Work to be completed: Please copy every line of the data below word for word, but leave the picture out of your answer.

□ □ □ □ □

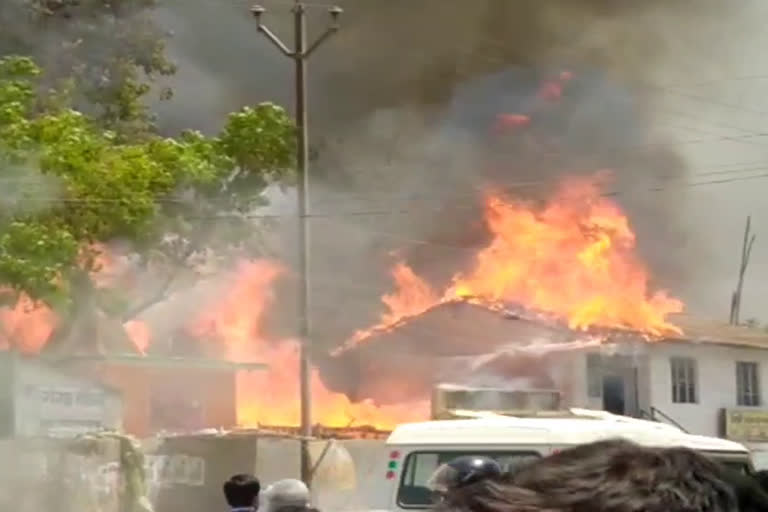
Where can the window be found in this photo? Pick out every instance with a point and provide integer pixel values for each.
(683, 380)
(419, 467)
(594, 376)
(747, 384)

□ □ □ □ □

Worked answer:
Where can the window be found in this photo? Pick out every instance with a point and provide integer pixel values for each.
(683, 380)
(419, 467)
(594, 376)
(747, 384)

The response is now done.